TASK BRIEF:
Locate each line of the records below that contains the string "canopy" and copy those lines out. Matches must respect case.

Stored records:
------

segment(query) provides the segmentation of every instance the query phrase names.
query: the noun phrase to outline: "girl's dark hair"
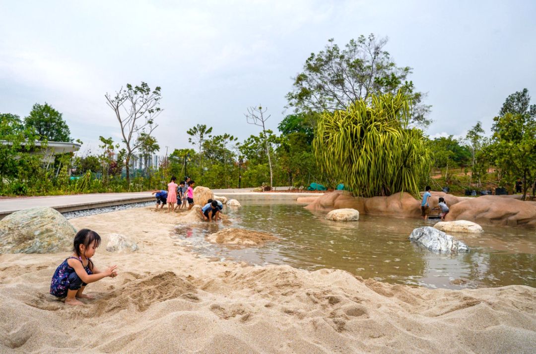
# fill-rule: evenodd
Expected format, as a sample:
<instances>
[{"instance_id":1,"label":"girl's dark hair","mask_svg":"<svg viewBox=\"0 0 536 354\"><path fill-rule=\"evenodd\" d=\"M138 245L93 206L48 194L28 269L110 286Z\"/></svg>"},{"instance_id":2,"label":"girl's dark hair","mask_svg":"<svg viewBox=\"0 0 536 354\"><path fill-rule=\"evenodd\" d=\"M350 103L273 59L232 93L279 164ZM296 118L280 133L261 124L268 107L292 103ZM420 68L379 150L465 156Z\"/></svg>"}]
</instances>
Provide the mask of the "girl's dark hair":
<instances>
[{"instance_id":1,"label":"girl's dark hair","mask_svg":"<svg viewBox=\"0 0 536 354\"><path fill-rule=\"evenodd\" d=\"M87 249L94 242L96 243L97 247L100 245L100 236L99 234L88 229L82 229L75 236L75 253L78 257L81 257L82 255L80 254L80 245L84 245L84 249Z\"/></svg>"}]
</instances>

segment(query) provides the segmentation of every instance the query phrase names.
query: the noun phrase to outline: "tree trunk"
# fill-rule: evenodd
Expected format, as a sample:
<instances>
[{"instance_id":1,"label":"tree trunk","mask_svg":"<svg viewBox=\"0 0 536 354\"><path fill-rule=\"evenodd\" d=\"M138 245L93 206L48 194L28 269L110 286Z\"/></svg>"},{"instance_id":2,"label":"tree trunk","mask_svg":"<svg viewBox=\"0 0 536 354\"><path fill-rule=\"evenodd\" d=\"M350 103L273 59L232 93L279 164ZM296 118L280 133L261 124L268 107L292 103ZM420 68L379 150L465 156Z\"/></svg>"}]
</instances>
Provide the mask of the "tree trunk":
<instances>
[{"instance_id":1,"label":"tree trunk","mask_svg":"<svg viewBox=\"0 0 536 354\"><path fill-rule=\"evenodd\" d=\"M126 186L130 190L130 174L129 173L130 170L129 169L129 164L130 162L130 155L127 155L126 159L125 160L125 166L126 167Z\"/></svg>"},{"instance_id":2,"label":"tree trunk","mask_svg":"<svg viewBox=\"0 0 536 354\"><path fill-rule=\"evenodd\" d=\"M523 195L521 197L522 200L525 200L527 195L527 170L525 169L523 171Z\"/></svg>"},{"instance_id":3,"label":"tree trunk","mask_svg":"<svg viewBox=\"0 0 536 354\"><path fill-rule=\"evenodd\" d=\"M270 187L273 188L273 177L272 175L272 159L270 157L270 149L268 148L268 139L266 138L266 133L264 133L264 142L266 146L266 154L268 155L268 165L270 166Z\"/></svg>"}]
</instances>

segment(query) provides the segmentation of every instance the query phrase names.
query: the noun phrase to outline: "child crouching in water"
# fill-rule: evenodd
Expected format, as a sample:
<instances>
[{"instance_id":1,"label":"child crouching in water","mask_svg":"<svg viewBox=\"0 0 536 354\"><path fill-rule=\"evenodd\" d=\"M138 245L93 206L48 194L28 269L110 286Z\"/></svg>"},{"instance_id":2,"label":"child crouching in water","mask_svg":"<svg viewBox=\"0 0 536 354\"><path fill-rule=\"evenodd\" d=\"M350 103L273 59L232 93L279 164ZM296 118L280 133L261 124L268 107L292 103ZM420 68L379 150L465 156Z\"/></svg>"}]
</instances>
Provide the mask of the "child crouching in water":
<instances>
[{"instance_id":1,"label":"child crouching in water","mask_svg":"<svg viewBox=\"0 0 536 354\"><path fill-rule=\"evenodd\" d=\"M441 217L441 221L444 221L445 216L446 216L446 214L449 214L449 207L446 206L446 203L445 202L445 198L440 197L437 206L434 208L434 209L441 210L440 216Z\"/></svg>"},{"instance_id":2,"label":"child crouching in water","mask_svg":"<svg viewBox=\"0 0 536 354\"><path fill-rule=\"evenodd\" d=\"M65 298L65 304L82 305L78 298L92 299L92 296L83 293L86 285L107 276L117 275L117 266L100 270L95 267L91 257L100 245L101 238L94 231L83 229L75 236L72 255L67 258L56 269L50 283L50 293L58 298Z\"/></svg>"}]
</instances>

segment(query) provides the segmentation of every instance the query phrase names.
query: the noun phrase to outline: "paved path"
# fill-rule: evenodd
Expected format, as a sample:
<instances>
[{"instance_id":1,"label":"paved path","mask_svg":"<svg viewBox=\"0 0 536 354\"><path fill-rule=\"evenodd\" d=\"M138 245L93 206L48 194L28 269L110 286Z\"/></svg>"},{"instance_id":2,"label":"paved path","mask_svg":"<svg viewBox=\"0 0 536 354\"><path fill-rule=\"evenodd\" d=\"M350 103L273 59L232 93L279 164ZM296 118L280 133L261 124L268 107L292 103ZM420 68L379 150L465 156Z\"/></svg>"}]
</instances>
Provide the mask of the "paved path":
<instances>
[{"instance_id":1,"label":"paved path","mask_svg":"<svg viewBox=\"0 0 536 354\"><path fill-rule=\"evenodd\" d=\"M287 190L288 187L279 187L278 190ZM319 196L321 193L259 193L253 192L252 188L215 189L217 195L241 200L294 200L299 197ZM28 197L0 199L0 219L19 210L36 207L49 207L60 213L78 210L94 209L114 205L130 204L154 200L149 192L137 193L100 193L72 195Z\"/></svg>"},{"instance_id":2,"label":"paved path","mask_svg":"<svg viewBox=\"0 0 536 354\"><path fill-rule=\"evenodd\" d=\"M154 200L148 192L6 198L0 199L0 219L11 213L35 207L50 207L65 213Z\"/></svg>"}]
</instances>

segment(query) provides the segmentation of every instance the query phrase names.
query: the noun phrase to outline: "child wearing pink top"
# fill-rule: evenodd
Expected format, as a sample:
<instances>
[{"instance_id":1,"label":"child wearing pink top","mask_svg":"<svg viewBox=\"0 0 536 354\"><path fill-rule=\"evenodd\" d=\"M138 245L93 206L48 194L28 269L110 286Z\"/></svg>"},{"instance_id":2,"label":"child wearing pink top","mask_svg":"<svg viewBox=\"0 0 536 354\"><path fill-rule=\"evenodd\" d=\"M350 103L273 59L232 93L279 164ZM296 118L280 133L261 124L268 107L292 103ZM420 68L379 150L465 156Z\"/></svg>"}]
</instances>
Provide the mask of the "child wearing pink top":
<instances>
[{"instance_id":1,"label":"child wearing pink top","mask_svg":"<svg viewBox=\"0 0 536 354\"><path fill-rule=\"evenodd\" d=\"M171 178L171 182L168 183L168 213L173 210L174 204L177 202L177 187L178 186L175 181L177 178L174 176Z\"/></svg>"},{"instance_id":2,"label":"child wearing pink top","mask_svg":"<svg viewBox=\"0 0 536 354\"><path fill-rule=\"evenodd\" d=\"M195 184L195 180L188 182L188 190L186 191L186 196L188 199L188 210L193 207L193 186Z\"/></svg>"}]
</instances>

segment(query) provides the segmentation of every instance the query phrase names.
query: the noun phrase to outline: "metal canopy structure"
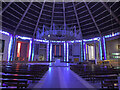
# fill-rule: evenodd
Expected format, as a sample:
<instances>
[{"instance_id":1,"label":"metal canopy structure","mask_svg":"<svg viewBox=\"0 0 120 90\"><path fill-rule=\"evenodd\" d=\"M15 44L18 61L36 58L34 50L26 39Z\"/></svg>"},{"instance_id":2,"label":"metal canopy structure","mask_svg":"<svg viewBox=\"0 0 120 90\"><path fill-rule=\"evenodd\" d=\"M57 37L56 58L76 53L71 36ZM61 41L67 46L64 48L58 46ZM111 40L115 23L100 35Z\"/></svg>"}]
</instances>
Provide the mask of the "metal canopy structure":
<instances>
[{"instance_id":1,"label":"metal canopy structure","mask_svg":"<svg viewBox=\"0 0 120 90\"><path fill-rule=\"evenodd\" d=\"M93 38L120 31L120 2L5 2L2 30L33 37L43 25L76 26L82 37Z\"/></svg>"}]
</instances>

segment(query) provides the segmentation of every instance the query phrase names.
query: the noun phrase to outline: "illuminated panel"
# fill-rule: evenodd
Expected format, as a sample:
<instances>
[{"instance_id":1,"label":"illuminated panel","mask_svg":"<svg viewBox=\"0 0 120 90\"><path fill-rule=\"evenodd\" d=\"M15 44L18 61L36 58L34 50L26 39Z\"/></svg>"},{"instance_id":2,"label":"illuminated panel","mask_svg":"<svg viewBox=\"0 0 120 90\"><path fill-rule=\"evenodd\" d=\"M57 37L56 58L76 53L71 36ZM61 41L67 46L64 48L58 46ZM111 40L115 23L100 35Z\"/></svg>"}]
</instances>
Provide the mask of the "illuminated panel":
<instances>
[{"instance_id":1,"label":"illuminated panel","mask_svg":"<svg viewBox=\"0 0 120 90\"><path fill-rule=\"evenodd\" d=\"M12 54L11 54L11 61L13 60L13 56L14 56L14 47L15 47L15 42L16 42L16 36L15 37L13 37L13 40L14 40L14 43L13 43L13 45L12 45Z\"/></svg>"},{"instance_id":2,"label":"illuminated panel","mask_svg":"<svg viewBox=\"0 0 120 90\"><path fill-rule=\"evenodd\" d=\"M81 43L81 62L83 62L83 49L82 49L82 42Z\"/></svg>"},{"instance_id":3,"label":"illuminated panel","mask_svg":"<svg viewBox=\"0 0 120 90\"><path fill-rule=\"evenodd\" d=\"M20 49L21 49L21 43L18 42L18 46L17 46L17 57L20 57Z\"/></svg>"},{"instance_id":4,"label":"illuminated panel","mask_svg":"<svg viewBox=\"0 0 120 90\"><path fill-rule=\"evenodd\" d=\"M100 49L100 60L102 60L102 46L101 46L101 38L99 38L99 49Z\"/></svg>"},{"instance_id":5,"label":"illuminated panel","mask_svg":"<svg viewBox=\"0 0 120 90\"><path fill-rule=\"evenodd\" d=\"M55 49L54 50L55 50L54 52L55 52L55 56L56 56L56 45L55 45Z\"/></svg>"},{"instance_id":6,"label":"illuminated panel","mask_svg":"<svg viewBox=\"0 0 120 90\"><path fill-rule=\"evenodd\" d=\"M86 44L85 42L83 44L84 44L84 60L86 60Z\"/></svg>"},{"instance_id":7,"label":"illuminated panel","mask_svg":"<svg viewBox=\"0 0 120 90\"><path fill-rule=\"evenodd\" d=\"M114 37L114 36L117 36L117 35L120 35L120 32L112 33L110 35L106 35L105 38L110 38L110 37Z\"/></svg>"},{"instance_id":8,"label":"illuminated panel","mask_svg":"<svg viewBox=\"0 0 120 90\"><path fill-rule=\"evenodd\" d=\"M104 48L104 60L106 60L106 45L105 45L105 38L103 37L103 48Z\"/></svg>"},{"instance_id":9,"label":"illuminated panel","mask_svg":"<svg viewBox=\"0 0 120 90\"><path fill-rule=\"evenodd\" d=\"M33 44L33 50L32 50L32 60L31 61L33 61L34 60L34 44Z\"/></svg>"},{"instance_id":10,"label":"illuminated panel","mask_svg":"<svg viewBox=\"0 0 120 90\"><path fill-rule=\"evenodd\" d=\"M94 58L94 47L93 46L90 47L91 47L91 57Z\"/></svg>"},{"instance_id":11,"label":"illuminated panel","mask_svg":"<svg viewBox=\"0 0 120 90\"><path fill-rule=\"evenodd\" d=\"M64 43L64 61L65 61L65 54L66 54L66 43Z\"/></svg>"},{"instance_id":12,"label":"illuminated panel","mask_svg":"<svg viewBox=\"0 0 120 90\"><path fill-rule=\"evenodd\" d=\"M48 40L40 40L40 39L34 39L34 41L37 41L37 42L49 42Z\"/></svg>"},{"instance_id":13,"label":"illuminated panel","mask_svg":"<svg viewBox=\"0 0 120 90\"><path fill-rule=\"evenodd\" d=\"M69 44L67 43L67 62L68 62L68 56L69 56Z\"/></svg>"},{"instance_id":14,"label":"illuminated panel","mask_svg":"<svg viewBox=\"0 0 120 90\"><path fill-rule=\"evenodd\" d=\"M96 37L96 38L91 38L91 39L84 39L83 41L87 42L87 41L95 41L95 40L98 40L99 37Z\"/></svg>"},{"instance_id":15,"label":"illuminated panel","mask_svg":"<svg viewBox=\"0 0 120 90\"><path fill-rule=\"evenodd\" d=\"M8 35L8 36L10 35L8 32L2 31L2 30L0 30L0 33Z\"/></svg>"},{"instance_id":16,"label":"illuminated panel","mask_svg":"<svg viewBox=\"0 0 120 90\"><path fill-rule=\"evenodd\" d=\"M52 43L50 43L50 61L52 61Z\"/></svg>"},{"instance_id":17,"label":"illuminated panel","mask_svg":"<svg viewBox=\"0 0 120 90\"><path fill-rule=\"evenodd\" d=\"M61 56L61 45L59 45L59 56Z\"/></svg>"},{"instance_id":18,"label":"illuminated panel","mask_svg":"<svg viewBox=\"0 0 120 90\"><path fill-rule=\"evenodd\" d=\"M49 42L47 43L47 61L49 59Z\"/></svg>"},{"instance_id":19,"label":"illuminated panel","mask_svg":"<svg viewBox=\"0 0 120 90\"><path fill-rule=\"evenodd\" d=\"M31 46L32 46L32 40L30 40L30 44L29 44L29 57L28 57L29 61L30 61L30 56L31 56Z\"/></svg>"},{"instance_id":20,"label":"illuminated panel","mask_svg":"<svg viewBox=\"0 0 120 90\"><path fill-rule=\"evenodd\" d=\"M23 40L31 40L32 38L29 37L23 37L23 36L16 36L17 38L23 39Z\"/></svg>"},{"instance_id":21,"label":"illuminated panel","mask_svg":"<svg viewBox=\"0 0 120 90\"><path fill-rule=\"evenodd\" d=\"M87 52L88 52L88 45L86 44L86 54L87 54Z\"/></svg>"},{"instance_id":22,"label":"illuminated panel","mask_svg":"<svg viewBox=\"0 0 120 90\"><path fill-rule=\"evenodd\" d=\"M10 42L9 42L9 48L8 48L8 61L10 60L10 52L11 52L11 46L12 46L12 39L13 39L13 37L10 36Z\"/></svg>"}]
</instances>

------

RESULT OF THE EXERCISE:
query: the noun phrase to outline: "metal canopy structure"
[{"instance_id":1,"label":"metal canopy structure","mask_svg":"<svg viewBox=\"0 0 120 90\"><path fill-rule=\"evenodd\" d=\"M15 44L18 61L36 58L34 50L26 39Z\"/></svg>"},{"instance_id":2,"label":"metal canopy structure","mask_svg":"<svg viewBox=\"0 0 120 90\"><path fill-rule=\"evenodd\" d=\"M57 37L56 58L76 53L71 36ZM61 41L67 46L64 48L58 46ZM111 40L115 23L100 35Z\"/></svg>"}]
Provide the mask of the "metal canopy structure":
[{"instance_id":1,"label":"metal canopy structure","mask_svg":"<svg viewBox=\"0 0 120 90\"><path fill-rule=\"evenodd\" d=\"M93 38L120 31L120 2L5 2L2 30L33 37L43 25L76 26L82 37Z\"/></svg>"}]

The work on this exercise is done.